:: Records supplied ::
****

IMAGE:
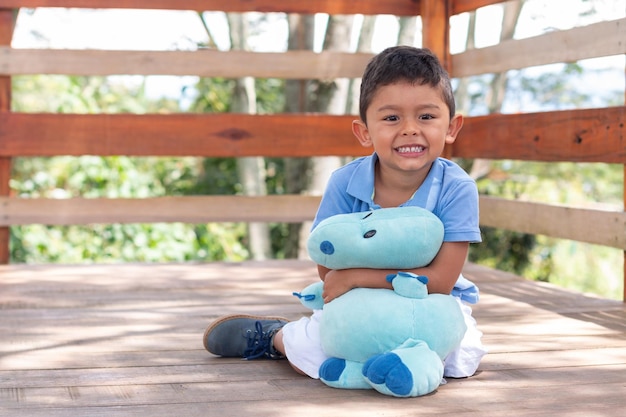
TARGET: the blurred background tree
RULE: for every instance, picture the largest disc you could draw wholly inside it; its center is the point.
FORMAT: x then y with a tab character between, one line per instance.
581	266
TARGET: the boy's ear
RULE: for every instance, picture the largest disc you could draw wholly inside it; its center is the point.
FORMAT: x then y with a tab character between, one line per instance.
454	128
360	131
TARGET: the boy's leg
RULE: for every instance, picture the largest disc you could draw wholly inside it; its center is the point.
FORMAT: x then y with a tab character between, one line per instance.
279	345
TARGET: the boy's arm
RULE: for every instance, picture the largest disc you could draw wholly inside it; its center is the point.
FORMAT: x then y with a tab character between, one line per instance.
442	273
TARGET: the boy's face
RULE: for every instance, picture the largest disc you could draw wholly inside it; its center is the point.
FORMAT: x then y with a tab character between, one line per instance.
408	126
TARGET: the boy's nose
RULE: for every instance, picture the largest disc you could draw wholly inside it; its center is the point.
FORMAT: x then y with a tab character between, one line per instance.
410	128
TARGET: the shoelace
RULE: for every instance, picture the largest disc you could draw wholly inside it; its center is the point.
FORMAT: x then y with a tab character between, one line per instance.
259	343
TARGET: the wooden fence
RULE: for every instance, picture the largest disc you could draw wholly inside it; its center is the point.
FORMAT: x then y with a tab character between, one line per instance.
581	135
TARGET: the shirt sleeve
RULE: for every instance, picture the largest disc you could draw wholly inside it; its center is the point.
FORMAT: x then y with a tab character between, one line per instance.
458	210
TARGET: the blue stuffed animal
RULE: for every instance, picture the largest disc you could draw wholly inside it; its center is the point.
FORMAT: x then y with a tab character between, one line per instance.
393	341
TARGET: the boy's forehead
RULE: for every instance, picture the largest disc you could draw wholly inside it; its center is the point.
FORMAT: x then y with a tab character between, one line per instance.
408	89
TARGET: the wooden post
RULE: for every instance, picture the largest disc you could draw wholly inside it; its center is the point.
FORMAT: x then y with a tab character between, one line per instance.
436	36
7	24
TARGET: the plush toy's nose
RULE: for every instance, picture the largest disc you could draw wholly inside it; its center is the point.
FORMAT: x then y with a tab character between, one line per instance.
327	248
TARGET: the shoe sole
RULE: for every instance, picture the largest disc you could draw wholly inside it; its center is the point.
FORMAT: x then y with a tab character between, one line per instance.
222	319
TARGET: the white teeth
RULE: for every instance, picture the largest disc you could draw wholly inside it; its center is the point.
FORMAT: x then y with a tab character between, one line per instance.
406	149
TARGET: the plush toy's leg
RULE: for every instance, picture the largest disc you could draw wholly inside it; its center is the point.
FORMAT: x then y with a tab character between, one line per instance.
339	373
408	371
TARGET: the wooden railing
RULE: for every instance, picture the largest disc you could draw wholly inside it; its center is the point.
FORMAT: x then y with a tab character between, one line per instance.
583	135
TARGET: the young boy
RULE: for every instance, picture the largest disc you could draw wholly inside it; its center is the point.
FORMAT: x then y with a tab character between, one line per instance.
407	114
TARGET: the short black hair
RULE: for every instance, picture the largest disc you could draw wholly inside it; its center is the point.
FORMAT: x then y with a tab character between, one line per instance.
404	63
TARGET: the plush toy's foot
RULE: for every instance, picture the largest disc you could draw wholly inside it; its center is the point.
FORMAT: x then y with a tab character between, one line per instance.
409	371
339	373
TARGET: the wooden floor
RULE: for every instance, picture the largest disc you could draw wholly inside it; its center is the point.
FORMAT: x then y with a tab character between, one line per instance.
126	340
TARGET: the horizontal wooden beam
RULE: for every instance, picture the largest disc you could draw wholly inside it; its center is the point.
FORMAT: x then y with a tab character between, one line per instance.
189	209
370	7
590	135
592	226
211	135
204	63
599	227
462	6
592	41
587	135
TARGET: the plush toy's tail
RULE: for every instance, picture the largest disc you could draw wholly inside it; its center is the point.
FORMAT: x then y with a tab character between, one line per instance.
311	296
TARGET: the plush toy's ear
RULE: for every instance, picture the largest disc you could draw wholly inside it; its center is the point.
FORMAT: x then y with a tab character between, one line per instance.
398	238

****

:: Problem description ::
Reproduce every row above word for word, leaving out the pictures.

:: Reply to the exercise ::
IMAGE:
TARGET: the blurred background tree
RULE: for every instance, picture the largest disc you could draw wholly inside it; its center is the point.
FORMAT: x then y with a tab character between, one line per instance.
581	266
TARGET: the boy's ear
RULE: for every instance, picture the largest disc you could draw wholly inside it; its center is the point.
FORMAT: x then y with a tab character between, one line per instance.
454	128
360	131
TARGET: the boy's leg
RULE: for every instance, picture the largest disc you could draw wholly inside it; its center is the point.
FORMAT: x then y with a tab character between, one line per instance.
279	345
TARGET: the boy's arm
RULE: for every instance, picture the largest disc you could draw wholly inside it; its center is the point.
FORMAT: x then y with a tab character between, one line per instance.
442	273
TARGET: the boy's face
RULE: for every instance, picture the largest disc you could draw wholly inside it; its center is the point.
FORMAT: x then y with a tab character between, one line per instance.
408	126
TARGET: the boy's nose
RULE: for every instance, picture the largest disc you could draw wholly inside it; its center is the point.
FORMAT: x then y with a tab character between, one line per instance.
410	128
TARGET: the shoelace
RULE: for every instance, picture the largest disc you could draw wholly inside it; its center is the point.
FORMAT: x then y with a tab character between, one line per instance.
259	343
TARGET: the wooden fence
RULE: for every instance, picture the largest disc you could draw wholly inside it; its center is the point.
FORMAT: x then y with a tab character between, one line per instance.
581	135
TARGET: the shirt sleeve
RULE: for every instance, picture the largest disc you could draw wholly inside it; its center is the point.
FORMAT: x then y with a tab character between, one line per instance.
458	210
TARGET: the blue stuffed animal
RULE: for every instance, picture the largest disc you could draw wholly inside it; its center is the point.
FORMAT: x then y with a tab character between, one line per instance.
393	341
TARGET: the boy's forehead
RULE: for every instance, picture the largest disc you could draw wholly inside it; its center is the point.
FORMAT: x then y with a tab character between, one line per instance.
408	89
TARGET: the wooden post
RULE: for every instance, picture the largest disc you could draw wholly inside it; its center is the point.
FORMAT: x then y with a tab character between, one line per instance.
436	36
7	24
TARGET: the plush toy's nose
RULE: for every instance, picture the largest disc you could draw wholly inside it; its center is the point.
FORMAT: x then y with a tab character between, one line per instance.
327	248
TARGET: the shoe sole
RULE: for every instance, picture the largest disc you could draw wholly inside it; its center is the point.
FORMAT: x then y with a tab character between, one line per instance.
222	319
TARGET: the white teeth
RULE: for every instance, picture the largest disc you could draw wholly inside it; its center is the point.
FORMAT: x then y with a tab character between, one line per instance.
406	149
TARGET: the plush toy's leg
RULE: for every instance, picture the largest disc you could draw wholly inside it; its center is the point.
FORMAT: x then y with a tab character between, one line per instance.
339	373
408	371
TARGET: the wooden railing
RULE: for every instance, picture the largest disc you could draw wholly inside it; its center is the point.
FORMAT: x then y with a tab character between, one line per instance.
583	135
TARGET: the young boy
RULE: for every instance, picture the largest disc you could draw wholly inside it; its center is the point.
FORMAT: x then y with a tab character between, one line per instance.
407	114
TARGET: the short black hair
RULE: for every instance, picture the largest disc you could draw wholly inside it; its center is the point.
FORMAT: x then y with a tab character between, one line per instance.
404	63
TARGET: the plush toy's foot
RULE: for every instance, picture the largest disc you could draw wholly inside it; its center is the point.
FORMAT: x then y with a tab character between, one line per instance.
409	371
339	373
TARGET: the wooden floor
RULE: for every instance, picture the largest disc you could draw wholly inside it; its center is the point.
FORMAT: x then y with a tab character between, one line per instance.
126	340
TARGET: the horizontal wooden beam
RULE: for every instance, picture the largest disc you could draw wholly inside it; its center is the point.
FORMAT: x then y with a tab character between, one line per instance.
189	209
370	7
590	135
592	226
211	135
204	63
599	227
462	6
592	41
587	135
TARGET: the plush toy's tail
RULE: for every instance, picture the largest disc you could draw wholly inside it; its center is the point.
FORMAT: x then y with a tab character between, one line per instance.
311	296
TARGET: the plush toy's ear
RULE: for every instance, picture the largest disc you could draw wholly inside it; its center is the point.
FORMAT: x then y with a tab character between, one line per instance.
398	238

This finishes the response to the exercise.